▶ Texte

========

A Herculanum, ce village enfouis dans les cendres du Vésuve il y a 2000 ans, ont été retrouvé des dizaines de rouleaux de papyrus carbonisés. Des parchemins trop fragiles pour être déroulés. Mais trois jeunes scientifiques, dont un Bâlois, ont percé leurs mystères, sans les ouvrir à l’aide de l’intelligence artificielle. De quoi peut-être réécrire l’histoire du monde antique.
Ils ressemblent à une buche calcinée, mais ce sont des rouleaux de papyrus très anciens et carbonisés. Qui parlent de nourriture, de musique, des plaisirs de la vie il y a 2000 ans. On le sait grâce à trois étudiants, qui ont utilisé l’intelligence artificielle pour les lire sans les ouvrir.
Parmi eux, un jeune roboticien bâlois: « Mon travail a été de les dérouler sur l’écran, avec des algorithmes », explique Julian Schilliger, roboticien à l’EPF de Zurich. Avec ses acolytes, un Egyptien et un Américain, il remporte ainsi un concours doté de 700’000 dollars, dont l’histoire débute au XVIIIe siècle.
Ces rouleaux ont été découvert à Herculanum, près de Pompeï, où ils sont enfouis sous les cendres du Vésuve depuis l’an 79. Mais impossible de les dérouler sans les réduire en miettes. Ils sont donc conservés précieusement, notamment à l’Institut de France, à Paris.

========

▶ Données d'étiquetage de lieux
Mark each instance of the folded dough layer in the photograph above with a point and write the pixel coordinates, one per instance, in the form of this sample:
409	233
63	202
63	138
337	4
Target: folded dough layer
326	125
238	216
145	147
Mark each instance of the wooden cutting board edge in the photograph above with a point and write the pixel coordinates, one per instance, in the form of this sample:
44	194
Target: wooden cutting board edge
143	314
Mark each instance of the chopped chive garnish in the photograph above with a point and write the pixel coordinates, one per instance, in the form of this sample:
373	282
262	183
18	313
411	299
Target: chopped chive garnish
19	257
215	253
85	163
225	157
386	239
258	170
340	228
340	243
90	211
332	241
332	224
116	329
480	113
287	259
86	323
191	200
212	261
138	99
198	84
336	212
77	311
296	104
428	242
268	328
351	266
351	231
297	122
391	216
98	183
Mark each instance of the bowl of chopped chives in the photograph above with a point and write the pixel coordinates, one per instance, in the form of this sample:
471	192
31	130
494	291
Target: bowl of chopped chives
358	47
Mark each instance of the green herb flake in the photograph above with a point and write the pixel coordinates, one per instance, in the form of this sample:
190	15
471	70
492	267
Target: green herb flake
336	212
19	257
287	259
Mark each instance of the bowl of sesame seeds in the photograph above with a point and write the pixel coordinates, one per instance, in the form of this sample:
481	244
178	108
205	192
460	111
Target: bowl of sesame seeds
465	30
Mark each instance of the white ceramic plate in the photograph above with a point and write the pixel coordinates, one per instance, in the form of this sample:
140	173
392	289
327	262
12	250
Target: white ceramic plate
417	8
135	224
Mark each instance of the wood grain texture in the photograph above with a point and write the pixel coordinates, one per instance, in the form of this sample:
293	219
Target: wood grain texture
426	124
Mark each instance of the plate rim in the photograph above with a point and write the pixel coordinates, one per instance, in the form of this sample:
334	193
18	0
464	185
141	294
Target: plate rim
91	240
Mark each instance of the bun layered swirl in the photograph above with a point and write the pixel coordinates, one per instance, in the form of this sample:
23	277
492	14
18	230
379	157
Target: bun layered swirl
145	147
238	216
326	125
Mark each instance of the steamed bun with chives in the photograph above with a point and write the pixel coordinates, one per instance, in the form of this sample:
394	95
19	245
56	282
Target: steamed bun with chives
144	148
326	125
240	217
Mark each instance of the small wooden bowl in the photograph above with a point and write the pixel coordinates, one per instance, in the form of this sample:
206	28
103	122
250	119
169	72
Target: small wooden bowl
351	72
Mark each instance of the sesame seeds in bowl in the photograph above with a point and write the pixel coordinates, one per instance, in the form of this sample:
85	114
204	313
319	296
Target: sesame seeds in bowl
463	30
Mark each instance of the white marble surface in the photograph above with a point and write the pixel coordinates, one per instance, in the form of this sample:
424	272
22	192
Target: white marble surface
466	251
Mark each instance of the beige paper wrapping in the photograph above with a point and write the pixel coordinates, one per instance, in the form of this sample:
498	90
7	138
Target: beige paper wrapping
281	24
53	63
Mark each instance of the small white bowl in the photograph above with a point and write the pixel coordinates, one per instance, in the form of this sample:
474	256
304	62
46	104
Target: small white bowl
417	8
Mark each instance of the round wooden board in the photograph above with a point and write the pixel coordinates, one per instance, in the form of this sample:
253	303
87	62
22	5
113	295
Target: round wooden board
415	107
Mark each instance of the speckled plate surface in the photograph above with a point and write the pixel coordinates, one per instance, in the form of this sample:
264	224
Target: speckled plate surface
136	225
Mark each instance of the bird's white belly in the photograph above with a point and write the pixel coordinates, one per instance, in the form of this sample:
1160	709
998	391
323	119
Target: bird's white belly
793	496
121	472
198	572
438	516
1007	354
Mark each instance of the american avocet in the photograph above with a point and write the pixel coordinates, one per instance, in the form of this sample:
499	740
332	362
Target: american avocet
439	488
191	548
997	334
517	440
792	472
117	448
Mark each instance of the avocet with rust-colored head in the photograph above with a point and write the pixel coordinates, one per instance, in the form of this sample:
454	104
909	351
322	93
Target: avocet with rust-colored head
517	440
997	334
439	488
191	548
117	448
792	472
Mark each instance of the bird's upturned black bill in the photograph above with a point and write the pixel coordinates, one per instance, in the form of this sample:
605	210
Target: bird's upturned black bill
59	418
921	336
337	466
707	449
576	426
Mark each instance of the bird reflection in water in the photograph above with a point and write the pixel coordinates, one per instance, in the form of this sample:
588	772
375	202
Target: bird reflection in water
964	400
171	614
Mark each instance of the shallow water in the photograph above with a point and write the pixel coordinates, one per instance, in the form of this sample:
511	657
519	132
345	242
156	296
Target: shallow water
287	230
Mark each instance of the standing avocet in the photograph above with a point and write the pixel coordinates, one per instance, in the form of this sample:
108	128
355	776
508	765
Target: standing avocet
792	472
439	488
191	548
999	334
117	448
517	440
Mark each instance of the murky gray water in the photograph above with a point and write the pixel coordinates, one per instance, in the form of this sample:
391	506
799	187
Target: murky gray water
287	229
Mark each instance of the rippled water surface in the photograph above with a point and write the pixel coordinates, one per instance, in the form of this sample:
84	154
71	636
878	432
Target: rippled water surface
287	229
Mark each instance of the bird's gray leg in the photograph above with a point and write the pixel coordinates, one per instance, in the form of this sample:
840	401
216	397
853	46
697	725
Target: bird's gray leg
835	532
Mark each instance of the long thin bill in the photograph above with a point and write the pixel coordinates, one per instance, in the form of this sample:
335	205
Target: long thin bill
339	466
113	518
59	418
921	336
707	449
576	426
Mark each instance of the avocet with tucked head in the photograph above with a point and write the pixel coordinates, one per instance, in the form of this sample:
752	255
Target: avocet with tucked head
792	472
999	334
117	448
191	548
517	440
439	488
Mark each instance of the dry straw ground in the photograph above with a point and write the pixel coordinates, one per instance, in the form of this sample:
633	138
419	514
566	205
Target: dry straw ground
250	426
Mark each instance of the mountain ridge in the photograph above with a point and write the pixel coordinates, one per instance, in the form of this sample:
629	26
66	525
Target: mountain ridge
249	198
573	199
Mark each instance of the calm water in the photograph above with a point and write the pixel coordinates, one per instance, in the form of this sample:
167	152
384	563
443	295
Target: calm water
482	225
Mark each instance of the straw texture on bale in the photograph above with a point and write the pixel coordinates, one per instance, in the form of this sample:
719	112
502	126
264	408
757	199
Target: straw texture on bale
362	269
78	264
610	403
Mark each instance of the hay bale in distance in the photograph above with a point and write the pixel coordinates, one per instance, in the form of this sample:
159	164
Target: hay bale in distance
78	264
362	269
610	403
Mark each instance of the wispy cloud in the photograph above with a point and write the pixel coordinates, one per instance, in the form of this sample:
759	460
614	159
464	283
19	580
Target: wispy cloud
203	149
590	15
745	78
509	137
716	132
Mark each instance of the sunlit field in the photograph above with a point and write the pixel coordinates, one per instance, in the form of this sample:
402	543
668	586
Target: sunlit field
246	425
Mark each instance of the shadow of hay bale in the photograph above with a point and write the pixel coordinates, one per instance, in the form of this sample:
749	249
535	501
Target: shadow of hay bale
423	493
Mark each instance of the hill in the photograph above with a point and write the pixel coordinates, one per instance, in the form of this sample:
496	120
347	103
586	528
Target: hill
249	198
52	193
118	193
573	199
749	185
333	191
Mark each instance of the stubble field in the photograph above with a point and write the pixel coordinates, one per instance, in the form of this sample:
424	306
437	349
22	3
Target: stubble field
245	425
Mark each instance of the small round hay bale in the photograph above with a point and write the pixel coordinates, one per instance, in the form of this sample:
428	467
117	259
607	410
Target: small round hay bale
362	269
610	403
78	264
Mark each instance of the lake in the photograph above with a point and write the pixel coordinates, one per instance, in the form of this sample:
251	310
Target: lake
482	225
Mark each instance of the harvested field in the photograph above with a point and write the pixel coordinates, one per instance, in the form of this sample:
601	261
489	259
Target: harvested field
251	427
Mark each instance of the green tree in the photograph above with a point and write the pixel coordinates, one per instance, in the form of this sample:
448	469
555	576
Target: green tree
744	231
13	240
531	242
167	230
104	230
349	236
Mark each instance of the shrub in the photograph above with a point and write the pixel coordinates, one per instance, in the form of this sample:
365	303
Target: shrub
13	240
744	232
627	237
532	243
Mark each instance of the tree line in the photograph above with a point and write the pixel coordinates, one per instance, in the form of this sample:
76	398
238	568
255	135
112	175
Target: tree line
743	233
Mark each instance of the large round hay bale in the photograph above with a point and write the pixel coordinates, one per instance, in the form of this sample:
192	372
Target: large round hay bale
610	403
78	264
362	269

========

▶ Consigne
Recopiez en entier le texte sur les rouleaux d'Herculanum, mot pour mot.

▶ Résultat
A Herculanum, ce village enfouis dans les cendres du Vésuve il y a 2000 ans, ont été retrouvé des dizaines de rouleaux de papyrus carbonisés. Des parchemins trop fragiles pour être déroulés. Mais trois jeunes scientifiques, dont un Bâlois, ont percé leurs mystères, sans les ouvrir à l’aide de l’intelligence artificielle. De quoi peut-être réécrire l’histoire du monde antique.
Ils ressemblent à une buche calcinée, mais ce sont des rouleaux de papyrus très anciens et carbonisés. Qui parlent de nourriture, de musique, des plaisirs de la vie il y a 2000 ans. On le sait grâce à trois étudiants, qui ont utilisé l’intelligence artificielle pour les lire sans les ouvrir.
Parmi eux, un jeune roboticien bâlois: « Mon travail a été de les dérouler sur l’écran, avec des algorithmes », explique Julian Schilliger, roboticien à l’EPF de Zurich. Avec ses acolytes, un Egyptien et un Américain, il remporte ainsi un concours doté de 700’000 dollars, dont l’histoire débute au XVIIIe siècle.
Ces rouleaux ont été découvert à Herculanum, près de Pompeï, où ils sont enfouis sous les cendres du Vésuve depuis l’an 79. Mais impossible de les dérouler sans les réduire en miettes. Ils sont donc conservés précieusement, notamment à l’Institut de France, à Paris.